-- START OF PROVIDED RECORDS --
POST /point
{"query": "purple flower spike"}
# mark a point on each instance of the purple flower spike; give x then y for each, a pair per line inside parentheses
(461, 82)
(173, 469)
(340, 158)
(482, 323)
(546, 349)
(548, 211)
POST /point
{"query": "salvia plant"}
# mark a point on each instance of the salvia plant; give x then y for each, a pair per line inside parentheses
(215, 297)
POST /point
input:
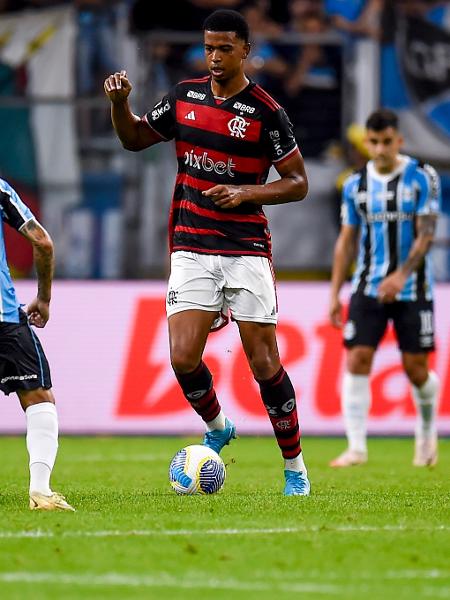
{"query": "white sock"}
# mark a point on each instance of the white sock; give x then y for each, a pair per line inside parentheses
(295, 464)
(426, 401)
(356, 398)
(217, 423)
(42, 444)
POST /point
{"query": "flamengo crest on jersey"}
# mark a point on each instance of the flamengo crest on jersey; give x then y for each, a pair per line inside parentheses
(385, 207)
(15, 214)
(231, 143)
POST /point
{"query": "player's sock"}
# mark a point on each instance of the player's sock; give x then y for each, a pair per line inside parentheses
(355, 408)
(218, 423)
(42, 444)
(426, 399)
(198, 390)
(279, 399)
(296, 464)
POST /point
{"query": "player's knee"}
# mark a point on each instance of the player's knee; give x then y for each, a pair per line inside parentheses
(359, 361)
(416, 371)
(263, 365)
(184, 362)
(30, 397)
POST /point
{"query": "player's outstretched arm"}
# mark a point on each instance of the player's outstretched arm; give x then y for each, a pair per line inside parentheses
(133, 133)
(43, 254)
(344, 251)
(291, 187)
(394, 283)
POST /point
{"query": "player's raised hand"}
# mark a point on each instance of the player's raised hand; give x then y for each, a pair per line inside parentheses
(225, 196)
(391, 286)
(118, 87)
(335, 313)
(38, 312)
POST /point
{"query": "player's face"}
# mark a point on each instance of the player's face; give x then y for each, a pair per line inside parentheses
(383, 147)
(225, 53)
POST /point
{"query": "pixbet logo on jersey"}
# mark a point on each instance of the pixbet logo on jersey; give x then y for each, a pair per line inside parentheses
(205, 163)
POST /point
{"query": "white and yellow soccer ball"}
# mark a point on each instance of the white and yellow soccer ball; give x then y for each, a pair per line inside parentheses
(197, 469)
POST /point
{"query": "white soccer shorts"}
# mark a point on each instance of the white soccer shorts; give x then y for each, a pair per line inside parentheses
(243, 285)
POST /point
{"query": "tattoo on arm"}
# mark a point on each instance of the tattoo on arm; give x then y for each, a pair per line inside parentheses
(426, 227)
(42, 255)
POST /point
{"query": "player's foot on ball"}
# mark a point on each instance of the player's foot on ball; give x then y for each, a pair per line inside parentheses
(54, 502)
(425, 452)
(218, 438)
(297, 484)
(349, 458)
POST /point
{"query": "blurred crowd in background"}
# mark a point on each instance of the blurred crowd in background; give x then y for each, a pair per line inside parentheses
(321, 59)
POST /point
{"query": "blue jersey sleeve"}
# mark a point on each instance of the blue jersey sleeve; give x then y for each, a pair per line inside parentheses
(428, 186)
(14, 212)
(349, 213)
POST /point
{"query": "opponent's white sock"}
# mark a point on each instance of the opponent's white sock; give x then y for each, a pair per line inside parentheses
(426, 401)
(295, 464)
(217, 423)
(355, 401)
(42, 444)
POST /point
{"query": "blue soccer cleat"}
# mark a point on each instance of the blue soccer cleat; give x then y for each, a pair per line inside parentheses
(217, 438)
(297, 484)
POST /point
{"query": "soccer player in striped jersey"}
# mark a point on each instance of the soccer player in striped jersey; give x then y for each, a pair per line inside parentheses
(228, 131)
(392, 204)
(23, 365)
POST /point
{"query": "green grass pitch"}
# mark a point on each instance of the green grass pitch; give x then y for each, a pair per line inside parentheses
(380, 531)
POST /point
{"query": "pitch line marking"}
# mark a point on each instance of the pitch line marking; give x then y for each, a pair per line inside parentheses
(39, 533)
(164, 580)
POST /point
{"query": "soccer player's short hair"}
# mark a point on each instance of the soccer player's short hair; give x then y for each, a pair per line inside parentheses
(227, 20)
(382, 119)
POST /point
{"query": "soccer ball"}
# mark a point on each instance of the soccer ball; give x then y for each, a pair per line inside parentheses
(197, 469)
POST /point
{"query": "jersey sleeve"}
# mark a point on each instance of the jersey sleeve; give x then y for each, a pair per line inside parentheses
(349, 213)
(279, 137)
(162, 118)
(14, 212)
(429, 191)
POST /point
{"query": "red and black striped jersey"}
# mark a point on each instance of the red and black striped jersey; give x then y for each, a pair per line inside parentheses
(231, 143)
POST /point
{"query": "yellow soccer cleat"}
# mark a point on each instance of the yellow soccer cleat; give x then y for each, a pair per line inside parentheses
(56, 501)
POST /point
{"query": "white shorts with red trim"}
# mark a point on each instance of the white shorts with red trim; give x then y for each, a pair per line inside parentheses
(241, 285)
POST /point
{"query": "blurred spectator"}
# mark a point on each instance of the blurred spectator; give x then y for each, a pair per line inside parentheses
(179, 15)
(95, 43)
(313, 86)
(355, 17)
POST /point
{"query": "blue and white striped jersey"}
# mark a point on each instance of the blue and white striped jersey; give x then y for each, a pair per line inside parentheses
(15, 213)
(385, 207)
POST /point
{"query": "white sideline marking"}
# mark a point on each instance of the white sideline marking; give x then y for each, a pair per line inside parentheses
(116, 458)
(164, 580)
(39, 533)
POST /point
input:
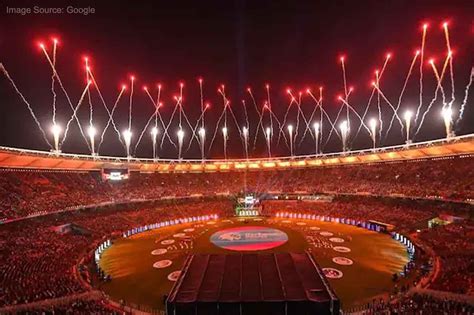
-- END OF PROVIDED RECORDS --
WHAT TO WORK ON =>
Pull out every line of the entries above that contains the word "sleeve", and copy each one.

THE OUTPUT =>
{"query": "blue jersey sleeve"}
# mark a point on each instance of the blue jersey sleeve; give x then y for each, a pair per line inside parentheses
{"query": "jersey sleeve"}
# mark a point on each instance of the jersey sleeve; give x then y for each, a pair per line inside parentheses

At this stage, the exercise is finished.